- Given data -
::::::

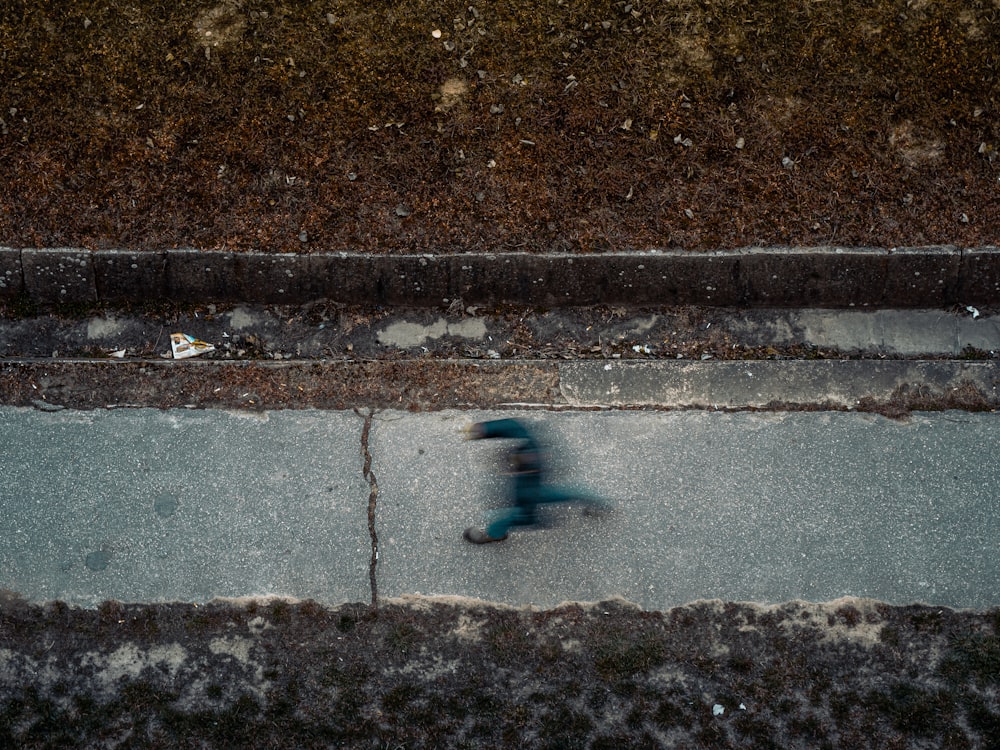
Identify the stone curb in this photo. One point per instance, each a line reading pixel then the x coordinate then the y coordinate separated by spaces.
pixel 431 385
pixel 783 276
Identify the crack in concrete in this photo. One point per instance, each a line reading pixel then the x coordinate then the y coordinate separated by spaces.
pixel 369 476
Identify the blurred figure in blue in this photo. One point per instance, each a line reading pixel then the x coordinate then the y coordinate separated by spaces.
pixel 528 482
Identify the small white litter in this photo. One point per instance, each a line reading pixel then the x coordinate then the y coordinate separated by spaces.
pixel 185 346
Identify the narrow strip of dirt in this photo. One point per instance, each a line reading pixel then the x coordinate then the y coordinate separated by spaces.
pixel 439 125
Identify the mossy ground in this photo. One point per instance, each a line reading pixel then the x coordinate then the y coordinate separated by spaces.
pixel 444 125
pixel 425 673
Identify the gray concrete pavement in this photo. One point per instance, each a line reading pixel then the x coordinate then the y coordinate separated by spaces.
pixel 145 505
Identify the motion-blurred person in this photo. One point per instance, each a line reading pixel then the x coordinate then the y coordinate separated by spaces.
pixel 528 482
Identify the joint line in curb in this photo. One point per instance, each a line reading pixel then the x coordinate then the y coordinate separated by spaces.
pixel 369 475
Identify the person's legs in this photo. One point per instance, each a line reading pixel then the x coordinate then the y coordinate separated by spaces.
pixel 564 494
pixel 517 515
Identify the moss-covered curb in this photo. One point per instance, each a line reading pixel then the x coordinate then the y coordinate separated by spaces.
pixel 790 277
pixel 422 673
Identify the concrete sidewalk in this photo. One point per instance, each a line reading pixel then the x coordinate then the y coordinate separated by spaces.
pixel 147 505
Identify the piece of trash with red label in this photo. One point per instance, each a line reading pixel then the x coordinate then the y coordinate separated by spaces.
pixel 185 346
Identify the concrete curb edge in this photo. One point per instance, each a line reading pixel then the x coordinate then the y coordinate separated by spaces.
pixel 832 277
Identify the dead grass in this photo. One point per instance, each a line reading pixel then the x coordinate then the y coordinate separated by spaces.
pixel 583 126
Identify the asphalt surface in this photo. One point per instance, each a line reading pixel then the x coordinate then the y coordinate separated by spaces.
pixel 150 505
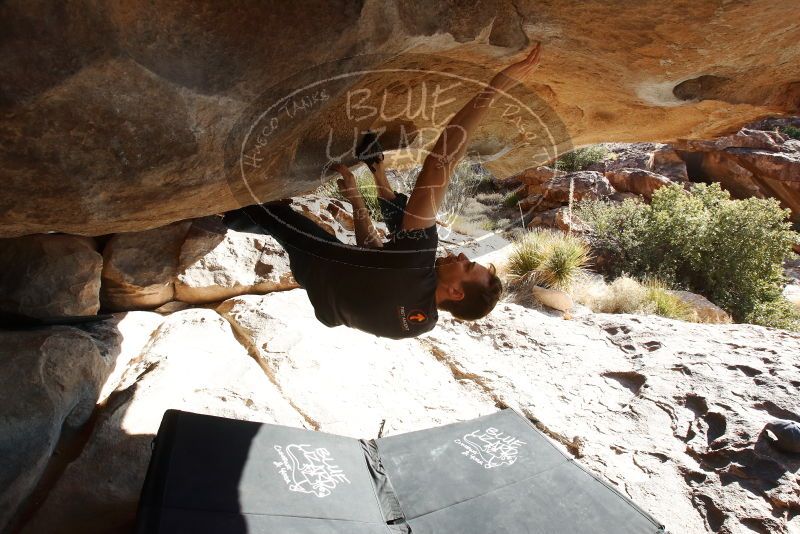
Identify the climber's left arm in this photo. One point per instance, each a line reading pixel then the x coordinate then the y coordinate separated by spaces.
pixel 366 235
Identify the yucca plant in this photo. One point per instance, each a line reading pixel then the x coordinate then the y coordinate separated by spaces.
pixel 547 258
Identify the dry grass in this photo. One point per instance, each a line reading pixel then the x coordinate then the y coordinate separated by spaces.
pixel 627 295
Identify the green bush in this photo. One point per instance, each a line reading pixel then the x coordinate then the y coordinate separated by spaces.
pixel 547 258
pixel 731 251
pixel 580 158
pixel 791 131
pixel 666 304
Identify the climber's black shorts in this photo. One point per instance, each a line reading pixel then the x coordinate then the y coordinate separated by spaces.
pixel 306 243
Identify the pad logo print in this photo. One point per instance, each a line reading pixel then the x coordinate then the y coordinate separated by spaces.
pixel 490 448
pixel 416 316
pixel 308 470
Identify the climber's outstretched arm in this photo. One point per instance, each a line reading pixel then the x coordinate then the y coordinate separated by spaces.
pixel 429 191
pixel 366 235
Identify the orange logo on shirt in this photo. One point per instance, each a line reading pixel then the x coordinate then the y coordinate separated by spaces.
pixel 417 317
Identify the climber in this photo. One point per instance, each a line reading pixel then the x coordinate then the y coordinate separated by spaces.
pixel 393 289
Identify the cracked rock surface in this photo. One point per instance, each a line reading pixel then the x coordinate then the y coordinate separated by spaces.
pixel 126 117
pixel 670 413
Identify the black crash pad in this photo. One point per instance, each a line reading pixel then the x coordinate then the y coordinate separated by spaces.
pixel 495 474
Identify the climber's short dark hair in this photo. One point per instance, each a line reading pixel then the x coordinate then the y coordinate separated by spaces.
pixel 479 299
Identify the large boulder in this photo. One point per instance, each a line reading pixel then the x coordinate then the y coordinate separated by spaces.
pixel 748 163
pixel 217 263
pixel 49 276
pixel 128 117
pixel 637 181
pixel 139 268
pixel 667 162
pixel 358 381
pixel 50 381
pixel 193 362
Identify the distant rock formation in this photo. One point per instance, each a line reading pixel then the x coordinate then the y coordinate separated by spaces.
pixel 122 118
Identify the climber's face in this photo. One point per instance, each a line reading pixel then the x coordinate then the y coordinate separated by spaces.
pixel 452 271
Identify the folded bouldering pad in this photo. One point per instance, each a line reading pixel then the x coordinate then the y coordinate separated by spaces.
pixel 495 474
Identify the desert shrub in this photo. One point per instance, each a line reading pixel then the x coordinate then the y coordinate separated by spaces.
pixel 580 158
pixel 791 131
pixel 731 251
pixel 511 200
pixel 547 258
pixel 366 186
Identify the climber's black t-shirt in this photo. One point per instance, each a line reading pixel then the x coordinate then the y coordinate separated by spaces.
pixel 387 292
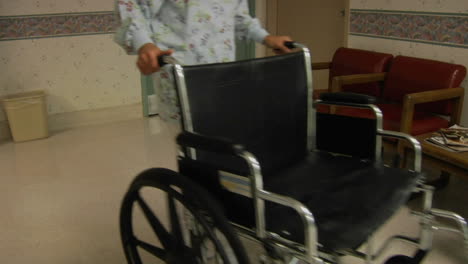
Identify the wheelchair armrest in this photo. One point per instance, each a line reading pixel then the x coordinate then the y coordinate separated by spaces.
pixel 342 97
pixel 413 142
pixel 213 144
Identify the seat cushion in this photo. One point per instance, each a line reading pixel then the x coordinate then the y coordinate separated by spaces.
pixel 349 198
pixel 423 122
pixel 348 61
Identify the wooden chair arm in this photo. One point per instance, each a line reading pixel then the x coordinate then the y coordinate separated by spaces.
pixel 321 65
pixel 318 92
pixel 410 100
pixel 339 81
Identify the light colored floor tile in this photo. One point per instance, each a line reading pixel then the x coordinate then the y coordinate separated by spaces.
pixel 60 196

::::::

- To do -
Can you go through all of the lines above and change every "One point per instance" to "One point for each instance", keeping everything else the same and leaving the pictures out?

- Answer for the task -
Identify the stone curb in this photo. One point for each instance, each a line reading pixel then the x coordinate then the y coordinate separated by spaces.
pixel 431 385
pixel 783 276
Identify the crack in concrete in this photo. One point for each instance, each a line reading pixel then the x coordinate then the y coordinate separated by spaces.
pixel 369 476
Identify the blurred figure in blue in this photo. One point for each instance, each a line reading pixel then the x coordinate then the y coordinate separated by spaces.
pixel 528 482
Identify the small white litter in this photo. One point for each instance, each a line reading pixel then the x coordinate then the y coordinate separated by spaces.
pixel 185 346
Identify the narrow strip of dirt in this photo. One point for each instance, each a line reading pixel then the x coordinate then the y coordinate separated by spaces.
pixel 439 125
Identify the mossy ground in this photo. One point for each instance, each a line reading pixel then the x coordinate then the y coordinate separated by spaces.
pixel 444 125
pixel 425 673
Identify the gray concrete pavement in this photo. One point for each instance, each a line reading pixel then the x coordinate then the y coordinate separated by spaces.
pixel 145 505
Identify the motion-blurred person in this photo. One point for each instance, each a line reading pixel then the x coordinate then the y coordinate separated by spaces.
pixel 528 482
Identify the joint line in curb in this photo. One point for each instance, each a line reading pixel then the x coordinate then the y coordinate separated by spaces.
pixel 369 475
Identify the person's legs in this photo. One point for each instance, each a line reading pixel then the x coordinate then the y coordinate separated by spaces.
pixel 564 494
pixel 517 515
Identify the moss-covered curb in this photo. One point for each instance, each a line reading pixel then the x coordinate then the y coordinate separated by spaces.
pixel 790 277
pixel 422 673
Identify the concrete sidewalk in this photo. One point for each instance, each a line reading pixel then the x coordinate then the y coordinate separated by spaces.
pixel 147 505
Identify the piece of trash with red label in this photo. One point for each instance, each a line reading pixel then the x coordinate then the y coordinate separated by spaces.
pixel 185 346
Identify the concrete curb edge in this photo. One point for each instance, each a line reading pixel then the x coordinate then the y coordinate separated by spaces.
pixel 832 277
Identify the dead grass in this photo. One point for each instance, each a line reading pixel then the x coordinate then the y coordinate separated by spaces.
pixel 583 126
Identify the asphalt surface in this photo. One point for each instance, each a line reading pixel then the x coordinate then the y coordinate separated by spaces.
pixel 150 505
Identify the climber's left arm in this photo. One point for each instance, each a line reading pixel then the x coordinate then the y coordinate separated by spaces.
pixel 366 235
Identify the yucca plant in this photo. One point for each instance, each a line reading pixel then the x coordinate then the y coordinate separated by spaces.
pixel 547 258
Identify the dry grass in this photo. One point for each instance, each a line reading pixel then the x coordinate then the y coordinate separated by spaces.
pixel 627 295
Identify the green bush in this photo. One point for each instance, each a line reading pixel then the x coordinate then the y coordinate separated by spaces.
pixel 547 258
pixel 731 251
pixel 580 158
pixel 791 131
pixel 666 304
Identify the climber's black shorts in this photo. One point for each instance, each a line reading pixel then the x coordinate then the y coordinate separated by spaces.
pixel 306 243
Identify the pad logo print in this photo. One point for each instance, each a line reading pixel then the x coordinate then the y coordinate separated by spaces.
pixel 490 448
pixel 416 316
pixel 308 470
Identify the climber's outstretched arm in this photo. One point for each instance, each a line reading pixel then the x coordinate then the y coordinate separated by spaces.
pixel 429 191
pixel 366 235
Identify the orange logo on shirt in this photo. One point for each instance, each a line reading pixel then the x coordinate then the y coordinate separated by spaces.
pixel 417 317
Identify the climber in this photo. One point for each instance, each a line reading pixel then the x coordinate then the y coordinate separated by spaces.
pixel 393 289
Identify the cracked rock surface in this photo. One point for each instance, each a line reading pixel then the x coordinate then the y coordinate separated by spaces.
pixel 126 117
pixel 670 413
Identify the black crash pad in this photo. One point for each instance, each a line reading pixel then the x coordinate then the y coordinate separated by spaces.
pixel 495 474
Identify the climber's short dark hair in this photo. One point for each instance, each a line reading pixel then the x coordinate then the y coordinate separated by spaces.
pixel 479 299
Identify the large boulder in this photo. One point for each instance, each a line reading pixel then the x coordinate then the y coordinate separated by spaces.
pixel 748 163
pixel 217 263
pixel 49 276
pixel 128 117
pixel 637 181
pixel 139 268
pixel 667 162
pixel 358 381
pixel 50 381
pixel 193 362
Identify the distant rock formation in this photo. One point for each instance, each a line reading pixel then the x coordinate then the y coordinate separated by spaces.
pixel 122 118
Identify the climber's face in this photo. One point for each instance, each a line reading pixel then the x coordinate then the y coordinate separated by spaces.
pixel 452 271
Identify the folded bouldering pad in this photo. One point for each instance, each a line reading pixel then the x coordinate then the y coordinate separated by spaces.
pixel 495 474
Identify the desert shrub in this photo. One point for each instance, each a line reading pixel then the x coordinate then the y coordinate separated by spaces.
pixel 580 158
pixel 791 131
pixel 731 251
pixel 511 200
pixel 547 258
pixel 366 186
Identify the climber's black t-shirt in this photo. One point for each instance, each a line reading pixel then the x coordinate then the y coordinate separated by spaces.
pixel 387 292
Identify the wheelchair armrest in this photo. One point for each instance, each a line reading pixel then the x coordinate then the y coordinate separated by spaces.
pixel 342 97
pixel 413 142
pixel 213 144
Identify the seat cushion in this photo. One point for each instance, each a line reading pixel then the x coordinate then the y coordinate separated by spaces.
pixel 349 198
pixel 423 122
pixel 348 61
Identify the wooden chair arm in this photo. One point for each instance, each a line reading pixel then the x coordinate then the y coordinate separated by spaces.
pixel 321 65
pixel 318 92
pixel 410 100
pixel 339 81
Identify the light colored floor tile in this photo. One point for each instance, each a line reading pixel then the x coordinate then the y coordinate separated by spaces.
pixel 60 196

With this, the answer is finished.